- TO DO
All the data should come back exactly as it was given.

Referring expression pointing data
*** Block opens ***

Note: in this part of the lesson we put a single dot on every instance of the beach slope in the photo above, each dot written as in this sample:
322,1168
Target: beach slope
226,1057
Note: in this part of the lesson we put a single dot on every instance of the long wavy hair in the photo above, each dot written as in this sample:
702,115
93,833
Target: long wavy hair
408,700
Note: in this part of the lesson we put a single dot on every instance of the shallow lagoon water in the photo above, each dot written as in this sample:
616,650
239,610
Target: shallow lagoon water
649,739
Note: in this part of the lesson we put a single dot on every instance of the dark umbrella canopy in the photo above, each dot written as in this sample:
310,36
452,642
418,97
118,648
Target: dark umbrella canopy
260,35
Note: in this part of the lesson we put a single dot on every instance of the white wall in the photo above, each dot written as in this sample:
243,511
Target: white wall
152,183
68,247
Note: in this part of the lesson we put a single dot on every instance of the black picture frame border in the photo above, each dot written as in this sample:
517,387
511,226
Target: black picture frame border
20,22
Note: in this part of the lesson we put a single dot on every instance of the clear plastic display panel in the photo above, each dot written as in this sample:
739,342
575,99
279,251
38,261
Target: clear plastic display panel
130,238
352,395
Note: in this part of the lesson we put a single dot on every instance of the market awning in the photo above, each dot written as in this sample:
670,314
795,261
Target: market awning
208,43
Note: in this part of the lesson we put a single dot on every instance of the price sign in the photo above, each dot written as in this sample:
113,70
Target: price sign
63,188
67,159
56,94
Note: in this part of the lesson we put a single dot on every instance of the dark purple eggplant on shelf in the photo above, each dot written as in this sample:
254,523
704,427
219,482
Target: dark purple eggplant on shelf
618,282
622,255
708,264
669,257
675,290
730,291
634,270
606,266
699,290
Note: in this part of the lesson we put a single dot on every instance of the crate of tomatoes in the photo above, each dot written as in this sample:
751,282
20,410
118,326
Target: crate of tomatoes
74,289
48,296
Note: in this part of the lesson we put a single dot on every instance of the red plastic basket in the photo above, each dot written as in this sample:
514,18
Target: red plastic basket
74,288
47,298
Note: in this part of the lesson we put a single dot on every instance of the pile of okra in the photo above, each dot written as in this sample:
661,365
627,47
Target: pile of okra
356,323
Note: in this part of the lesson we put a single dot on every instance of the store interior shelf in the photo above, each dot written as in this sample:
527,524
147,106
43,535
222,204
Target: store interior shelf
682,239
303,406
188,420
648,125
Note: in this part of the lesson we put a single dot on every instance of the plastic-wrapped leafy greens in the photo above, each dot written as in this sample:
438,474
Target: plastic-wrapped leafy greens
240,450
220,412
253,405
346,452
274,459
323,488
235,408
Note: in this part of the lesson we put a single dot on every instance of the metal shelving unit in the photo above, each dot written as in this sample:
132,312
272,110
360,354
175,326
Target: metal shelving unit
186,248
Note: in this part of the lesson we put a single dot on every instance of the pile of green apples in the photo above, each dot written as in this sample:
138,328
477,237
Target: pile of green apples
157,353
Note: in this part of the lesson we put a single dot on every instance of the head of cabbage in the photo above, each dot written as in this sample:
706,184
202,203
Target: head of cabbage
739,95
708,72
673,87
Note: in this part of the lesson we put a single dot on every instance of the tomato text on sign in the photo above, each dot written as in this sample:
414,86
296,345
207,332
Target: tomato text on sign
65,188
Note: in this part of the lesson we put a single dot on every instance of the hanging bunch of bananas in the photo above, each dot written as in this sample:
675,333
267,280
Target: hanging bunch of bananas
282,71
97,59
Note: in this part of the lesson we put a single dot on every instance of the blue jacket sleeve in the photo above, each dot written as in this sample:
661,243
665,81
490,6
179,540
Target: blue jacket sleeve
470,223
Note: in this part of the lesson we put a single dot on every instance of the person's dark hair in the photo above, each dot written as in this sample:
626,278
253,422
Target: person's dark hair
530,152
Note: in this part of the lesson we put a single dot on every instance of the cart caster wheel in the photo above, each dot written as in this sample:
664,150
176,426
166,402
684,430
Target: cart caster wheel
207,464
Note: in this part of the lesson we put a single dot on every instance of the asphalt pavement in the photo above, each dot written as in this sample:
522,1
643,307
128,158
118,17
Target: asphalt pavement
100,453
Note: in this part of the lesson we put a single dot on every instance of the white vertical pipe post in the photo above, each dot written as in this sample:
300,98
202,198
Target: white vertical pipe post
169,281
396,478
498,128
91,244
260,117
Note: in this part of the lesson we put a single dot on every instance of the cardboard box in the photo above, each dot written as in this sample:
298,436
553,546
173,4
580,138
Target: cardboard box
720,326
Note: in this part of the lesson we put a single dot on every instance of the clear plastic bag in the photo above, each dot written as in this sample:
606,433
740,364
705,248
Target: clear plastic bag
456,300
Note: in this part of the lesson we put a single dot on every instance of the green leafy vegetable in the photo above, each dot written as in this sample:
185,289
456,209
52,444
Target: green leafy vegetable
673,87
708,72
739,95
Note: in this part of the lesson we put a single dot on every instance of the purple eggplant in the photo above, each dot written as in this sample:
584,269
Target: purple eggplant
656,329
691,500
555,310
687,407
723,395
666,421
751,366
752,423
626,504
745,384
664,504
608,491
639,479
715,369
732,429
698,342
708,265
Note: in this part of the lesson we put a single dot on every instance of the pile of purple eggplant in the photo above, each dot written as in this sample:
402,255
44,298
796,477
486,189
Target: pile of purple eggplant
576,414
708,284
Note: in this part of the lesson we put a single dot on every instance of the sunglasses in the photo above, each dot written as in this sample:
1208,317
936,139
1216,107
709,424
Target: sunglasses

*** Block closes ***

- RESPONSE AREA
Note: in this part of the lesson we put a single dot on every instance of the beach slope in the photo above, each dot written as in this sample:
322,1168
Target: beach slope
226,1057
Note: in this part of the lesson we put a single dot on every instance of the long wavy hair in the photo above, each dot written as in this sample:
702,115
93,833
Target: long wavy hair
408,700
Note: in this part of the lesson we put a single dot on every instance of the shallow lagoon water in the photo above, each dot written as in this sample:
616,650
239,610
Target: shallow lagoon water
649,739
Note: in this part of the lesson we put a single dot on every instance of the dark umbrella canopy in the photo above, each dot written as in this sample:
310,36
452,642
418,97
118,648
Target: dark umbrella canopy
260,35
Note: in this part of the lesson we put a single dot on every instance of the white wall in the photo above, each dot written as in this sample:
243,511
Target: white wall
152,183
68,247
Note: in this part of the lesson we put a single dot on every instance of the black picture frame border in the photo above, each dot written as in this sample:
517,387
511,226
Target: black picture frame border
20,22
Note: in this part of the lesson we put a single dot on every instance of the clear plastic display panel in the photo above, each dot written as in this sample:
739,342
575,99
279,251
38,261
Target: clear plastic display panel
130,238
352,395
Note: in this part of the lesson we put a single dot on every instance of the market awning in the photo above, each dot written as in this sample:
670,314
795,261
Target: market awning
208,43
Note: in this part of the lesson we put a single dot on every instance of the price sign in the photo above, each dot written as in this sample:
113,70
Target: price sign
63,188
67,159
56,94
Note: in this part of the lesson we put a single dot on every instance of the dark purple eggplant on shelf in the photo above, each dot written as in this sample:
254,523
704,427
219,482
Target: dark purple eggplant on shelf
618,282
622,255
708,264
669,257
675,290
730,291
634,270
606,266
699,290
Note: in this part of the lesson we put a single dot on every instance of the crate of tomatoes in the photo above, each dot written as in this sample:
751,282
20,410
118,326
Target: crate of tomatoes
74,289
48,296
Note: in this part of the lesson we put a single dot on every instance of the red plastic basket in the photo above, each dot written as in this sample:
514,18
Target: red plastic basket
74,288
47,298
Note: in this part of the lesson we put a single dot on every instance of the pile of okra in the photo above, each dot written as in this sample:
661,365
627,47
Target: pile of okra
356,323
Note: in this part of the lesson we put a single dot on every instance of the store interior shelf in the photo above, each dot written as in this sample:
527,524
147,106
43,535
222,204
Target: store interior shelf
682,239
303,406
188,420
648,125
Note: in this part of the lesson we put a single dot on every instance of the plastic-wrapped leafy greens in the photo above, each dot written as in this sample:
438,474
Target: plastic-wrapped leafy greens
240,450
220,412
253,405
346,452
274,459
323,488
235,408
Note: in this part of the lesson we put a single dot on every instance of the metal shelving unit in the photo above, each dot written as in this sample:
132,312
272,110
360,354
175,326
Target: metal shelving unit
186,248
Note: in this part of the lesson we put a single dot on every instance of the pile of green apples in the photo above, each dot written as in this sample:
138,328
477,237
Target: pile of green apples
157,353
Note: in this part of the lesson we put a single dot on every instance of the head of cabbage in the photo above, each dot written as in this sample:
706,184
202,203
Target: head of cabbage
739,95
708,72
673,87
Note: in this part of the lesson we put a single dot on every instance of the tomato text on sign in the photo above, each dot written as in this sample:
414,86
296,345
207,332
Target: tomato text on sign
65,188
Note: in this part of the lesson we put a single dot on every instance of the hanging bunch of bananas in the photo above, each dot written as in this sample:
675,333
267,280
Target: hanging bunch of bananas
282,71
97,59
Note: in this part of the lesson we put a single dot on every instance of the blue jacket sleeve in the photo above, each dot written as in this sample:
661,243
665,81
490,6
179,540
Target: blue jacket sleeve
470,223
Note: in this part of the lesson we put a single dot on every instance of the person's dark hair in the photo above, each dot written as in this sample:
626,278
253,422
Target: person's dark hair
530,152
Note: in this part of the lesson we put a single dot on every instance of the cart caster wheel in the photo above, each dot written as in this sample:
664,150
176,426
166,402
684,430
Target: cart caster wheel
207,464
Note: in this part of the lesson we put a single dot on every instance of the asphalt pavement in the photo above, each dot written as in this sample:
522,1
643,307
128,158
118,17
Target: asphalt pavement
100,453
Note: in this part of the lesson we put a single dot on every instance of the white vertical pipe post in the photo above, each dot written as in this sample:
300,98
202,198
Target: white vertical pipe post
169,281
396,478
498,128
91,244
260,117
Note: in this part of the lesson we put a single dot on every instance of the cardboard box in the photo above, each dot written as in this sample:
298,436
553,546
173,4
580,138
Target: cardboard box
720,326
Note: in this part of the lesson we put a single dot on every instance of the clear plastic bag in the photo above, each dot written as in this sample:
606,433
740,364
705,248
Target: clear plastic bag
456,300
Note: in this part of the lesson we put a single dot on every instance of the green leafy vegetable in the photo above, each dot written as in this sample:
185,289
456,209
52,444
Target: green leafy vegetable
673,87
708,72
739,95
Note: in this part of the lesson we put a single dot on every instance of the purple eggplant in the photo above, each dot written as in this sample:
584,269
Target: purple eggplant
656,329
691,500
555,310
687,407
723,395
666,421
751,366
752,423
626,504
745,384
664,504
608,491
639,479
715,369
732,429
698,342
708,265
Note: in this part of the lesson we put a single dot on every instance of the pile of purple eggplant in the photo above, each dot written as in this sample:
402,255
44,298
796,477
486,189
Target: pile of purple eggplant
576,414
708,284
Note: in this part of the lesson we put a single dot on every instance of the sunglasses in the photo above, each dot written as in this sample:
1208,317
936,139
1216,107
709,424
Target: sunglasses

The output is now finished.